TASK GOAL
How many lines in the records below contain the string "water"? Reply with the number alone.
=== TASK INPUTS ===
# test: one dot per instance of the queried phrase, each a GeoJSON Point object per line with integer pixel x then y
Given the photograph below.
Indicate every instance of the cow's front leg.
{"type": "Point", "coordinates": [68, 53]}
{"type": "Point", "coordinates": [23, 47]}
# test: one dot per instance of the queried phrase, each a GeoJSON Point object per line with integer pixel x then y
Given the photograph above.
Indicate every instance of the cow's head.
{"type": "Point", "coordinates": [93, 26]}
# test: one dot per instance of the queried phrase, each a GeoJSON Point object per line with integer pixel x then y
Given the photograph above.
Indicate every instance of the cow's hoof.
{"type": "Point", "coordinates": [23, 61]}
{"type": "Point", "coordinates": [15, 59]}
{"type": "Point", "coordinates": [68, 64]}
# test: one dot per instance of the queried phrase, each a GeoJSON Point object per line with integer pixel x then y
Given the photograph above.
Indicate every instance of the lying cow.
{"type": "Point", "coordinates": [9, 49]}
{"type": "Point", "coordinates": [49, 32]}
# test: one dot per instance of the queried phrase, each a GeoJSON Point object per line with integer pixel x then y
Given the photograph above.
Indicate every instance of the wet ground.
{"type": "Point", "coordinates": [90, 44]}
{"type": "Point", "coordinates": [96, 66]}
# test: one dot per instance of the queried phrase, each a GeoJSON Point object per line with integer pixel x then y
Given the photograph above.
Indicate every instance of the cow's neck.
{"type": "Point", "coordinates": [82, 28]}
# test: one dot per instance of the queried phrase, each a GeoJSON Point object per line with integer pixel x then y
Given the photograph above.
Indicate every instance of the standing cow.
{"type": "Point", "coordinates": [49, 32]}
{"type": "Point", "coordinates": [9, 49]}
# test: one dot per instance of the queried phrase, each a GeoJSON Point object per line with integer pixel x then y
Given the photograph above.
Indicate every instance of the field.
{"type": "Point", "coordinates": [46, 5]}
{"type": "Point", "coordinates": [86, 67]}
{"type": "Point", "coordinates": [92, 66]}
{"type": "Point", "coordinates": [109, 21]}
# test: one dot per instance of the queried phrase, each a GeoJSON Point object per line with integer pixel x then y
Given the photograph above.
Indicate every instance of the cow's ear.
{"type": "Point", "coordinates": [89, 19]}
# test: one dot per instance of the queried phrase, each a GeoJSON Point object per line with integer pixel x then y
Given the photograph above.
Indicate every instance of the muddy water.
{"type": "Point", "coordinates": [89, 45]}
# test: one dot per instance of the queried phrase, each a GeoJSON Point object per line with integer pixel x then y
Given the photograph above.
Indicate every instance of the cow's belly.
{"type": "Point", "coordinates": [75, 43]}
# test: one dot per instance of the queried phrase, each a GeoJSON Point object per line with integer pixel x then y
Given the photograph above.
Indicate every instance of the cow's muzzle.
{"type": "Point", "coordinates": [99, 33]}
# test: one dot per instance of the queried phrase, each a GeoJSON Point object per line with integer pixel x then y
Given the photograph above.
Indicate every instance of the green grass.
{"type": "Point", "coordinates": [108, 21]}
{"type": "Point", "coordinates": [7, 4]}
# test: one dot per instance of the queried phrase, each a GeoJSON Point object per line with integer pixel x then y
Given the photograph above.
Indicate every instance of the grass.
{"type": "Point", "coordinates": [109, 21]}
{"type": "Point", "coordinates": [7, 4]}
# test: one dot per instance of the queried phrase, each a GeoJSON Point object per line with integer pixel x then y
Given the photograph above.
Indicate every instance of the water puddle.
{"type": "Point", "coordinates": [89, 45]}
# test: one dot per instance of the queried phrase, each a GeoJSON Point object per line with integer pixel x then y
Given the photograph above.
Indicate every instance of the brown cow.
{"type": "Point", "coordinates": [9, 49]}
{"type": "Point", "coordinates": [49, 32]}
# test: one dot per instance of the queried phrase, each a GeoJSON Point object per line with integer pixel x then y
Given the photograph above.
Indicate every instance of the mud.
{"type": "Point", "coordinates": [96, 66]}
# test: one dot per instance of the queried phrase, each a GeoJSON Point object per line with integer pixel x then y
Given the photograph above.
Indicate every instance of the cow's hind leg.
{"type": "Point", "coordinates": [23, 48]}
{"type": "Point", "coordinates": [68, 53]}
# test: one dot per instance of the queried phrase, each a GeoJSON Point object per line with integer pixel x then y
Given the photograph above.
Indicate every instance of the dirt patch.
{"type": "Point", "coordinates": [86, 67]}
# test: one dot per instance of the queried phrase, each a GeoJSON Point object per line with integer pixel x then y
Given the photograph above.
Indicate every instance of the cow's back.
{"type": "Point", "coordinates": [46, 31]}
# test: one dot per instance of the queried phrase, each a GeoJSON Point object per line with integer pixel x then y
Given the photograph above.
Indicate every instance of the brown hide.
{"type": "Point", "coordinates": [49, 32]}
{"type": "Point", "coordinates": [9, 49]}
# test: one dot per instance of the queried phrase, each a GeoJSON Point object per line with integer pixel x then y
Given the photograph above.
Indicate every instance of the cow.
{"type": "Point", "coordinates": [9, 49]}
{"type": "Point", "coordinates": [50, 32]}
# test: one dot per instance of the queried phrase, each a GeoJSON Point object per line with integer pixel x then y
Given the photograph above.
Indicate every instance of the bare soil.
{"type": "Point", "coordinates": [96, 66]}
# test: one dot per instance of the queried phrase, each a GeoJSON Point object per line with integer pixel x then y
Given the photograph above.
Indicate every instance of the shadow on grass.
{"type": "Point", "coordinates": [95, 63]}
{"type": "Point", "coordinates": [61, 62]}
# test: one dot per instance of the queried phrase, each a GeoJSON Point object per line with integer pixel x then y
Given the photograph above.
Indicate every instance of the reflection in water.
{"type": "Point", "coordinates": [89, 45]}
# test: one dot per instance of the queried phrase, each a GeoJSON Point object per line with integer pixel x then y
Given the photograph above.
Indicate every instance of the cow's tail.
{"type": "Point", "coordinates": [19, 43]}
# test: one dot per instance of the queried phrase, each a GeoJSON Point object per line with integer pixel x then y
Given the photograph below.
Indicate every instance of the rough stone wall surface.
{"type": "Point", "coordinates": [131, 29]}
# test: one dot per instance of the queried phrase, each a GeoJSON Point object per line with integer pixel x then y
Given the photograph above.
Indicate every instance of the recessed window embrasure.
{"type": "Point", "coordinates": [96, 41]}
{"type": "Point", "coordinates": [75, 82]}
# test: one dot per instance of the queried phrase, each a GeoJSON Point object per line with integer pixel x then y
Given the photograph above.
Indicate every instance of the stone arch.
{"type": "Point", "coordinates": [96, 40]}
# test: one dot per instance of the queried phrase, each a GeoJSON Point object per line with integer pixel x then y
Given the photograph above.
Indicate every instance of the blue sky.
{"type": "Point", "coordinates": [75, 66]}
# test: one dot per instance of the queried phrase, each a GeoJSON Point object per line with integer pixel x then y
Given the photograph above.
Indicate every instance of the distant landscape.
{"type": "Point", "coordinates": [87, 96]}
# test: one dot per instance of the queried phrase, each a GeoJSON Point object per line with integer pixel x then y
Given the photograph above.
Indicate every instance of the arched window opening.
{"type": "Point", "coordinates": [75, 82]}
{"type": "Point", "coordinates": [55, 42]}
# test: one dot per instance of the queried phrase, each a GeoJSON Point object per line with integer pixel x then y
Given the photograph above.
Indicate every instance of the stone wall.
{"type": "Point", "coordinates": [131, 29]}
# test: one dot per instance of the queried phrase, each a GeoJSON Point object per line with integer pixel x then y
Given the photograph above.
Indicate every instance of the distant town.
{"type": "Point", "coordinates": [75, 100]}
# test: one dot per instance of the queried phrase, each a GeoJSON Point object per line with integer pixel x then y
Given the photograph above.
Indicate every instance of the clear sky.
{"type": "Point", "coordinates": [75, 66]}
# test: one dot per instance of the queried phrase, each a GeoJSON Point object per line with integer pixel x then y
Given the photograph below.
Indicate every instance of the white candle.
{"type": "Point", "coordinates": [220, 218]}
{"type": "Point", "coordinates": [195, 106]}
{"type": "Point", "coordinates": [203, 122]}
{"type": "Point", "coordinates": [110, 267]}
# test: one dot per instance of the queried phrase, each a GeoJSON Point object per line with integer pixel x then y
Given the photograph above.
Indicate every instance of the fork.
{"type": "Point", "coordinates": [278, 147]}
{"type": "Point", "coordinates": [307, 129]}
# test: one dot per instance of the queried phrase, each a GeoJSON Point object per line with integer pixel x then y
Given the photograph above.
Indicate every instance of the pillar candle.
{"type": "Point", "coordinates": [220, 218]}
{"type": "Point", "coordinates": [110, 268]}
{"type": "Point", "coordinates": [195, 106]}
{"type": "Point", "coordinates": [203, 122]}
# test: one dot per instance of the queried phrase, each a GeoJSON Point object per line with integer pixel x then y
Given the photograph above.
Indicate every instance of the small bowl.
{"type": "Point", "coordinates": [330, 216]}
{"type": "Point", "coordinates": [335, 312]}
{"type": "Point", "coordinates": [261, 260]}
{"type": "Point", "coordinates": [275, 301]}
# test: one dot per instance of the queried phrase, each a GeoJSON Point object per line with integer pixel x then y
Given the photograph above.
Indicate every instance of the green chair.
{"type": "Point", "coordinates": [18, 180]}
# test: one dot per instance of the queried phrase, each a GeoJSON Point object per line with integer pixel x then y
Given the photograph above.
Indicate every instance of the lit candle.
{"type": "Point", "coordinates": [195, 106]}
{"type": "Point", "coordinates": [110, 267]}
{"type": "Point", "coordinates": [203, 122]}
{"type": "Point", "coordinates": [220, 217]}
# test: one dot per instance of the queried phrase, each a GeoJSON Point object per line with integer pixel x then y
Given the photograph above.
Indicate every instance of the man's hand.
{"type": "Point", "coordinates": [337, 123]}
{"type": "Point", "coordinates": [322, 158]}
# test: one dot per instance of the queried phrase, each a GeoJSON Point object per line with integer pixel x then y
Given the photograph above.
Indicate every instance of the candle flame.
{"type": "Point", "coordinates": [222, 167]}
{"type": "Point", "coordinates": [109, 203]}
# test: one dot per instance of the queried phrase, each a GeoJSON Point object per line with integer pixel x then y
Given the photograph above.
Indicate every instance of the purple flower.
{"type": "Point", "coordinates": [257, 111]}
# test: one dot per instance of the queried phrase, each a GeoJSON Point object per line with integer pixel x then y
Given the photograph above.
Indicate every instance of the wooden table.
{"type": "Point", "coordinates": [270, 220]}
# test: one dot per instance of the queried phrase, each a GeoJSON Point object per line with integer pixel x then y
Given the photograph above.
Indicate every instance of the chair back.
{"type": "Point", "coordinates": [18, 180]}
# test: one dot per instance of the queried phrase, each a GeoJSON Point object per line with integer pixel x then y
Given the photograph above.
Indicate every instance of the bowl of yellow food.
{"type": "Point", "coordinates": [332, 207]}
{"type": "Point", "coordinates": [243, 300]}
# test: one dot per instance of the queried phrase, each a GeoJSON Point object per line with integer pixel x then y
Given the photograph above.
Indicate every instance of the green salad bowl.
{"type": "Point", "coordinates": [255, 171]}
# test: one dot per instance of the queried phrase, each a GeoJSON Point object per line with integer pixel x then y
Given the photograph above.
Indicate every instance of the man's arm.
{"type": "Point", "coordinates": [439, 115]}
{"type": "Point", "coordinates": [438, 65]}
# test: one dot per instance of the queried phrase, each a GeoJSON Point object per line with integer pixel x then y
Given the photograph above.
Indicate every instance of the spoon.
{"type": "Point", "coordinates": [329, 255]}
===
FULL SOLUTION
3